Required tasks:
**a.** Please copy the Donna Karan article in full, word for word and unchanged.
**b.** Return every line of the records that contains the string "building", matching case.

╭─ Passage shown

Donna Karan attends an amfAR's gala in Manhattan

Donna Karan attends an amfAR's gala in Manhattan on Feb. 11, 2015. She announced June 30, 2015 that she will step down from daily duties as chief designer of Donna Karan International to devote more time to her foundation. Credit: AP / Andy Kropa

Donna Karan, one of America's premier fashion designers and arguably the most important female designer of modern times, announced Tuesday that she will step down from her position as chief designer of Manhattan-based Donna Karan International.

Karan, who grew up in Hewlett and founded her company in 1984, is known for her approach to dressing successful women in clothing that is easy to wear yet also chic. More than 30 years ago, she established her look with a collection of "seven easy pieces" that revolved around a foundation she made famous -- the bodysuit. Her designs, often in her signature black, have been praised for embracing the figure in a sensual yet flattering way.

Karan, 66, told Women's Wear Daily she intends to spend more time working on her Urban Zen Co., following "my vision of philanthropy and commerce with a focus on health care, education and preservation of cultures."

She will continue as a close adviser to DKI. LVMH Moët Hennessy Louis Vuitton bought about 90 percent of the company in 2001 for $243 million, plus another $400 million for a company that licensed the Donna Karan trademarks; LVMH later paid another $44 million to raise its stake to 98 percent.

╰─
╭─ Records to process

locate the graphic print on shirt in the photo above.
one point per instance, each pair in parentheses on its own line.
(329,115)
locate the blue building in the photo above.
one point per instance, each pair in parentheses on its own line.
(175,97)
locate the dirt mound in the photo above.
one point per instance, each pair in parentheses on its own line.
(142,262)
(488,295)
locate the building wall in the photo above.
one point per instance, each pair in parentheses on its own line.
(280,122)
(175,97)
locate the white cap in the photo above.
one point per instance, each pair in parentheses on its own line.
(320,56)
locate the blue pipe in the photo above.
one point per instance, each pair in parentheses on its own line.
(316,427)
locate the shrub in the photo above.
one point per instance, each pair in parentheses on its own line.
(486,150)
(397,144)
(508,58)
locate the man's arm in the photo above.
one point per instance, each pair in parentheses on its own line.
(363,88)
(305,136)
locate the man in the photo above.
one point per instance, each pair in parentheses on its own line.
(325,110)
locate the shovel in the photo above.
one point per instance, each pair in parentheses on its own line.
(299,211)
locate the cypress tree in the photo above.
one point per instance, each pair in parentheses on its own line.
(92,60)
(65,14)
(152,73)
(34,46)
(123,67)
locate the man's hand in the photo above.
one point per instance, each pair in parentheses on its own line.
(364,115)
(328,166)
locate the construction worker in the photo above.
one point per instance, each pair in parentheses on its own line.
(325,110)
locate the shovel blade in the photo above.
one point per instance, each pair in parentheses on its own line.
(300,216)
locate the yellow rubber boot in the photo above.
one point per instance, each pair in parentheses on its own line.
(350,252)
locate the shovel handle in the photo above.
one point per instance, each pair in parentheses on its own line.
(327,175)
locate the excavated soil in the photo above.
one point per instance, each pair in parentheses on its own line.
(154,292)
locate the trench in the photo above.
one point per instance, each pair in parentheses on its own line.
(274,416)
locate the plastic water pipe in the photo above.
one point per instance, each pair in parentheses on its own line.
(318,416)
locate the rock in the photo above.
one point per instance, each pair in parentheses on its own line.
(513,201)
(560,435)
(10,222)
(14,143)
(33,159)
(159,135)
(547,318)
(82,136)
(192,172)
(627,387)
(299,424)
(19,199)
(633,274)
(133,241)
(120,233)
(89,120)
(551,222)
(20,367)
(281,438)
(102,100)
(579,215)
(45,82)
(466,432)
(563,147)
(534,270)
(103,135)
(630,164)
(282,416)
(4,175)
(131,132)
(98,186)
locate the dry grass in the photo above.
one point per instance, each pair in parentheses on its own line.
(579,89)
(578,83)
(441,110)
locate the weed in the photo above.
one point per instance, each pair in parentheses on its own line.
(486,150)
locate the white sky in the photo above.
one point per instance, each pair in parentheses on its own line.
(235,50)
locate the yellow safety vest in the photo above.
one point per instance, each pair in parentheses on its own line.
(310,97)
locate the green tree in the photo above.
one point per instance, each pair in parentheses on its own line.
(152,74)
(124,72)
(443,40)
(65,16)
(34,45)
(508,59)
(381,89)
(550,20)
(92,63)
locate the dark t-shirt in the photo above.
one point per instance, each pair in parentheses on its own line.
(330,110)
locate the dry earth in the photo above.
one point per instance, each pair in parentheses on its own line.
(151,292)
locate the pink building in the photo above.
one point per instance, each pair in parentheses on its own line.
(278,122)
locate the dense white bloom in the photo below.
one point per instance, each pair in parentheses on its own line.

╰─

Written responses:
**a.**
Donna Karan attends an amfAR's gala in Manhattan

Donna Karan attends an amfAR's gala in Manhattan on Feb. 11, 2015. She announced June 30, 2015 that she will step down from daily duties as chief designer of Donna Karan International to devote more time to her foundation. Credit: AP / Andy Kropa

Donna Karan, one of America's premier fashion designers and arguably the most important female designer of modern times, announced Tuesday that she will step down from her position as chief designer of Manhattan-based Donna Karan International.

Karan, who grew up in Hewlett and founded her company in 1984, is known for her approach to dressing successful women in clothing that is easy to wear yet also chic. More than 30 years ago, she established her look with a collection of "seven easy pieces" that revolved around a foundation she made famous -- the bodysuit. Her designs, often in her signature black, have been praised for embracing the figure in a sensual yet flattering way.

Karan, 66, told Women's Wear Daily she intends to spend more time working on her Urban Zen Co., following "my vision of philanthropy and commerce with a focus on health care, education and preservation of cultures."

She will continue as a close adviser to DKI. LVMH Moët Hennessy Louis Vuitton bought about 90 percent of the company in 2001 for $243 million, plus another $400 million for a company that licensed the Donna Karan trademarks; LVMH later paid another $44 million to raise its stake to 98 percent.

**b.**
locate the blue building in the photo above.
locate the building wall in the photo above.
locate the pink building in the photo above.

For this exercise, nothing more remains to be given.